======== Supplied data ========
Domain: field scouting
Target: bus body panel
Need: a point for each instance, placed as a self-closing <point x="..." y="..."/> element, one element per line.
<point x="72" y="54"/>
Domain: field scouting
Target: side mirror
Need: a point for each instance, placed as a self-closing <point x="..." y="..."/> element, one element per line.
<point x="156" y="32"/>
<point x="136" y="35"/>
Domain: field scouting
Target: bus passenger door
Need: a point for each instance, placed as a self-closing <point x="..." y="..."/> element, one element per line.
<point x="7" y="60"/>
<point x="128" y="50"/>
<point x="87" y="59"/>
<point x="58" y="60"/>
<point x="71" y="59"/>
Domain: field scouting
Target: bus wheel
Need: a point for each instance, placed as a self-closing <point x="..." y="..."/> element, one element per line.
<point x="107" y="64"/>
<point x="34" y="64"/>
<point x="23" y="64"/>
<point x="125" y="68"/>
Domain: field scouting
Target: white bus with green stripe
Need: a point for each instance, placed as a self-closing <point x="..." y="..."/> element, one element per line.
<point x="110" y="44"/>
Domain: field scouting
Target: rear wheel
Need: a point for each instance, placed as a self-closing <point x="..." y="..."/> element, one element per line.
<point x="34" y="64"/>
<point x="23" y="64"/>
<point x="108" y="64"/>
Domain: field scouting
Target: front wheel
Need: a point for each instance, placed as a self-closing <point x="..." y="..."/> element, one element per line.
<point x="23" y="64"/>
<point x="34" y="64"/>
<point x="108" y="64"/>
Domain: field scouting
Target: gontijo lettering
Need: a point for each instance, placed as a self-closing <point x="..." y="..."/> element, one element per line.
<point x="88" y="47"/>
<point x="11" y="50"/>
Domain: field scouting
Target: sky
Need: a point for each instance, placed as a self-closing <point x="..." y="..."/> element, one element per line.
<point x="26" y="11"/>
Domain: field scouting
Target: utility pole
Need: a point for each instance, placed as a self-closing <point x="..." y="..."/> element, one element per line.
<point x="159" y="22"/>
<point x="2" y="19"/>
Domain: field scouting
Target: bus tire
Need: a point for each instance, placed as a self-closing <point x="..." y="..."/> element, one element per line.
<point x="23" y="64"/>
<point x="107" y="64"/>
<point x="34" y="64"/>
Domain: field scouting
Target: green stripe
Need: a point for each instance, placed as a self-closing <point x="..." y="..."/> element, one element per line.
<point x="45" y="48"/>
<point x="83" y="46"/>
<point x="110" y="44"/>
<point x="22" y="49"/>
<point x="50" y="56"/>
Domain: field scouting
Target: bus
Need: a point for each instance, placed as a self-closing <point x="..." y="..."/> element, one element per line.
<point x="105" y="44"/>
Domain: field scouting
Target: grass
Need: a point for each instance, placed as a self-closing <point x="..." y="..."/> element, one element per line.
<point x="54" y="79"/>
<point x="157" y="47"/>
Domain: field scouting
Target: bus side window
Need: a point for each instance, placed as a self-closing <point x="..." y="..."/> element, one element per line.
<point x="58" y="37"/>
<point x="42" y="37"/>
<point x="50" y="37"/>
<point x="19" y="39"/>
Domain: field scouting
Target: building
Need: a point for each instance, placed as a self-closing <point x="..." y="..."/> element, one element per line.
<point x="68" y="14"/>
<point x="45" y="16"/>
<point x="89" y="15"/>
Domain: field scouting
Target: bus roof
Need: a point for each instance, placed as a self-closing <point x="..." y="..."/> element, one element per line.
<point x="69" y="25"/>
========
:: Set problem ::
All of the entries need to be reproduced exactly; please write them out.

:: Result of this exercise ::
Domain: field scouting
Target: bus body panel
Need: a point for each instance, placed as a self-closing <point x="..." y="..."/> element, one element per line.
<point x="72" y="54"/>
Domain: field scouting
Target: side mirror
Need: a point for each instance, placed as a self-closing <point x="..." y="..."/> element, one element per line.
<point x="156" y="32"/>
<point x="136" y="35"/>
Domain: field scouting
Target: bus passenger door
Need: a point for each instance, placed as a self-closing <point x="..." y="..."/> element, one element per line.
<point x="7" y="60"/>
<point x="128" y="50"/>
<point x="87" y="59"/>
<point x="58" y="60"/>
<point x="71" y="59"/>
Domain: field scouting
Target: bus wheel
Need: a point for each instance, placed as a self-closing <point x="..." y="..."/> element, one element per line.
<point x="107" y="64"/>
<point x="34" y="64"/>
<point x="23" y="64"/>
<point x="125" y="68"/>
Domain: field scouting
Target: white bus with green stripe
Need: a point for each instance, placed as a self-closing <point x="..." y="..."/> element, one element per line.
<point x="110" y="44"/>
Domain: field scouting
Target: rear wheel
Need: a point for each instance, placed as a self-closing <point x="..." y="..."/> element, one element per line.
<point x="34" y="64"/>
<point x="23" y="64"/>
<point x="108" y="64"/>
Domain: field scouting
Target: front wheel
Need: a point for each instance, placed as a self-closing <point x="..." y="..."/> element, one element per line.
<point x="23" y="64"/>
<point x="34" y="64"/>
<point x="108" y="64"/>
Domain: field scouting
Target: gontijo lettering
Need: a point for each instance, placed as a self-closing <point x="..." y="..."/> element, one element per line.
<point x="88" y="47"/>
<point x="11" y="50"/>
Domain: field scouting
Target: sky
Need: a point for each instance, placed as a self-closing <point x="..." y="..."/> element, one element per line.
<point x="26" y="11"/>
Domain: field scouting
Target: utility pole
Need: a point for each instance, placed as a self-closing <point x="..." y="..."/> element, one element per line.
<point x="159" y="22"/>
<point x="2" y="19"/>
Domain: field scouting
Target: bus tire
Need: a point for each instance, placed as a self-closing <point x="..." y="..."/> element, one element per line.
<point x="23" y="64"/>
<point x="107" y="64"/>
<point x="34" y="64"/>
Domain: field scouting
Target: green stripe
Need: a point for each instance, placed as a self-closing <point x="..." y="..."/> element, one element per line.
<point x="45" y="48"/>
<point x="83" y="46"/>
<point x="110" y="44"/>
<point x="22" y="49"/>
<point x="50" y="56"/>
Domain: field scouting
Target: bus
Need: a point for each instance, placed as a self-closing <point x="..." y="..."/> element, one element per line.
<point x="105" y="44"/>
Domain: field scouting
Target: grass
Need: a point for each instance, placed as a self-closing <point x="..." y="..."/> element, one element per line.
<point x="54" y="79"/>
<point x="157" y="47"/>
Domain: field scouting
Target: bus side window
Need: a point for each instance, placed as a self-closing <point x="..." y="..."/> element, one element per line.
<point x="58" y="37"/>
<point x="42" y="37"/>
<point x="50" y="37"/>
<point x="19" y="39"/>
Domain: field scouting
Target: building
Need: a point for each instance, placed as a self-closing <point x="..." y="..."/> element, one element per line.
<point x="68" y="14"/>
<point x="45" y="16"/>
<point x="89" y="15"/>
Domain: field scouting
Target: bus roof
Need: a point for each instance, placed as a self-closing <point x="..." y="..."/> element, one element per line.
<point x="69" y="25"/>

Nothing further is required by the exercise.